• _Instructions for the task_
Every entry below should be reproduced exactly, with all pictures left out.

• _Data excerpts_
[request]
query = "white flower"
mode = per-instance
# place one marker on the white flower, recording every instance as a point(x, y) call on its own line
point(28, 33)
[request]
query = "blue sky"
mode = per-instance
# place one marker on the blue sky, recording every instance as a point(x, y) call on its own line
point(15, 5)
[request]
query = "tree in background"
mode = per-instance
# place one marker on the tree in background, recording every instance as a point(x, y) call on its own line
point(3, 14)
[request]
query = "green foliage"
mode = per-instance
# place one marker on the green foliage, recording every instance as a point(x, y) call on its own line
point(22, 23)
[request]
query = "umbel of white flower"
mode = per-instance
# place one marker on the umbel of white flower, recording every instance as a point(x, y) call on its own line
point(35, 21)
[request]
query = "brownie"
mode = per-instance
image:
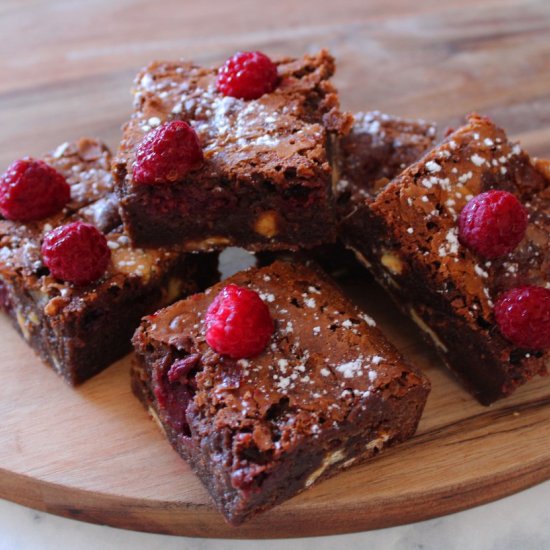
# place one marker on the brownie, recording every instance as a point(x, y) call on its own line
point(81, 330)
point(378, 148)
point(408, 236)
point(266, 179)
point(327, 392)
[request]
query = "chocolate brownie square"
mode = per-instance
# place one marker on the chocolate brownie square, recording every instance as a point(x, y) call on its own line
point(377, 149)
point(80, 330)
point(409, 237)
point(328, 390)
point(265, 182)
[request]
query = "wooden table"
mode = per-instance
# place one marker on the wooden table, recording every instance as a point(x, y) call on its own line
point(66, 68)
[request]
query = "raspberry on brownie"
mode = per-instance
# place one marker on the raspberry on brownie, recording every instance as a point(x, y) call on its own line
point(454, 239)
point(69, 280)
point(262, 179)
point(320, 388)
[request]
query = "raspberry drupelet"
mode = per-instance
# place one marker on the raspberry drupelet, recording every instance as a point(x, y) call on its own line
point(247, 75)
point(492, 224)
point(167, 154)
point(32, 190)
point(523, 316)
point(76, 253)
point(238, 323)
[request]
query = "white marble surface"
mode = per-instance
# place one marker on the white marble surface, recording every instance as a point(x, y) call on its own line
point(519, 522)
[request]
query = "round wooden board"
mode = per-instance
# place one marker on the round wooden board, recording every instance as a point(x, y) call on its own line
point(93, 454)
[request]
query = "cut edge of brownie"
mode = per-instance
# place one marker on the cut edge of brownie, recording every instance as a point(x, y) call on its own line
point(471, 345)
point(79, 331)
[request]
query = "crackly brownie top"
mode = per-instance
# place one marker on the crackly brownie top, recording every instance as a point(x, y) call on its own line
point(281, 136)
point(86, 167)
point(325, 358)
point(377, 149)
point(422, 206)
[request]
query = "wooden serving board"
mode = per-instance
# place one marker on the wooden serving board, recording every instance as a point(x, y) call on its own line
point(91, 453)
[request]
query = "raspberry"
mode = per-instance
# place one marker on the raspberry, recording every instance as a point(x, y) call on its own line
point(76, 253)
point(247, 75)
point(238, 323)
point(167, 154)
point(492, 224)
point(523, 316)
point(32, 190)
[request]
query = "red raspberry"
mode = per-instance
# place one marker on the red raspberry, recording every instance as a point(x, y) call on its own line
point(32, 190)
point(238, 323)
point(492, 224)
point(247, 75)
point(76, 253)
point(167, 154)
point(523, 316)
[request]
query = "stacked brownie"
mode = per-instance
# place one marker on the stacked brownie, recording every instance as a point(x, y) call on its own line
point(265, 179)
point(272, 380)
point(485, 307)
point(79, 329)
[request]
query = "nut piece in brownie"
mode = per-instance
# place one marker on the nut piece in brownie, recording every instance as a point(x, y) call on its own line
point(80, 328)
point(456, 239)
point(327, 391)
point(261, 178)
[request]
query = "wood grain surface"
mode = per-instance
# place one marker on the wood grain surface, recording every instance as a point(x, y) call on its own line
point(66, 68)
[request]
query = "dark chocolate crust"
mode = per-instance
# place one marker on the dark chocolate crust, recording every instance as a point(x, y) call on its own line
point(377, 149)
point(79, 331)
point(329, 391)
point(266, 179)
point(408, 237)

• _Solution for this problem_
[request]
query = "white flower"
mode = per-instance
# place one marker on the white flower, recording every instance as a point(x, y) call on its own line
point(28, 33)
[request]
query = "blue sky"
mode = per-instance
# place one marker on the blue sky, recording every instance as a point(x, y) call on its own line
point(15, 5)
[request]
query = "tree in background"
mode = per-instance
# place one marker on the tree in background, recording every instance as a point(x, y) call on its own line
point(3, 14)
[request]
query = "green foliage"
mode = per-instance
# place one marker on the green foliage, recording every instance as a point(x, y) call on its own line
point(22, 23)
[request]
query = "umbel of white flower"
mode = per-instance
# place one marker on the umbel of white flower, recording every instance as a point(x, y) call on its own line
point(35, 21)
[request]
query = "brownie"
mode = per-instance
image:
# place one marker on the brownie, recording every instance as a point(x, y) call on its own line
point(81, 330)
point(378, 148)
point(408, 236)
point(266, 179)
point(327, 392)
[request]
query = "chocolate brownie square"
mode = per-instance
# place one marker on the chocolate brownie square, recording every instance as a point(x, y) call on its own line
point(377, 149)
point(80, 330)
point(409, 237)
point(328, 390)
point(265, 182)
[request]
query = "wooden table"
mode = per-instance
# place one marker on the wooden table, recording every instance as a point(x, y) call on its own line
point(66, 68)
[request]
query = "raspberry on brownie"
mode = per-instance
# place one marker on the raspberry on brownie, recording every instance as a point(x, y) call on its own line
point(454, 239)
point(69, 280)
point(262, 179)
point(320, 388)
[request]
query = "raspberry drupelet"
mode = per-instance
# place one marker on the raspberry drupelet, recording every instance as a point(x, y) call on its own line
point(247, 75)
point(492, 224)
point(167, 154)
point(32, 190)
point(523, 316)
point(76, 253)
point(238, 323)
[request]
query = "white marble surface"
mode = per-instance
# place one marker on the white marble surface, recording every instance as a point(x, y) call on its own line
point(519, 522)
[request]
query = "round wooden board"
mode = per-instance
# place one marker on the round wooden board, recording every instance as a point(x, y) call on its own line
point(93, 454)
[request]
query = "cut edge of brownie"
mode = per-instance
# place one marker on the cut edge of brownie, recording every instance as a point(x, y) call on its own line
point(471, 345)
point(79, 331)
[request]
query = "crackly brownie top"
mode = per-instance
# place one marker on the crackly brownie top, recording every instance as a point(x, y) call on its own line
point(281, 136)
point(86, 167)
point(325, 358)
point(377, 149)
point(422, 206)
[request]
query = "wooden serving board"
mode = per-instance
# place one marker on the wooden serving board, recording every instance as a point(x, y) call on its own line
point(91, 453)
[request]
query = "raspberry"
mode = per-instance
# place one marker on the raspberry, recording every instance as a point(x, y) call on its own line
point(76, 253)
point(247, 75)
point(238, 323)
point(167, 154)
point(492, 224)
point(523, 316)
point(32, 190)
[request]
query = "red raspberry"
mode = per-instance
# place one marker on the red raspberry, recording every instance as a point(x, y) call on its own line
point(32, 190)
point(238, 323)
point(492, 224)
point(247, 75)
point(76, 253)
point(167, 154)
point(523, 316)
[request]
query = "stacked brownie"
mode = per-instance
# place one marker on the stacked brownie, recording every instance as a point(x, y) call on its own line
point(265, 179)
point(272, 380)
point(485, 307)
point(79, 329)
[request]
query = "nut piece in brownie"
mode = per-instance
# place one marker on the nut piece in brownie, recording every instance as a point(x, y) call on its own line
point(80, 328)
point(456, 239)
point(327, 391)
point(261, 178)
[request]
query = "wood grain surface"
mode = per-instance
# place one marker on the wood grain surface, recording every instance as a point(x, y) call on its own line
point(66, 68)
[request]
query = "dark chocolate crust"
mode = per-instance
# place one marker on the dark chocolate crust, recording every instance as a point(x, y) call on its own line
point(377, 149)
point(79, 331)
point(329, 391)
point(266, 179)
point(408, 237)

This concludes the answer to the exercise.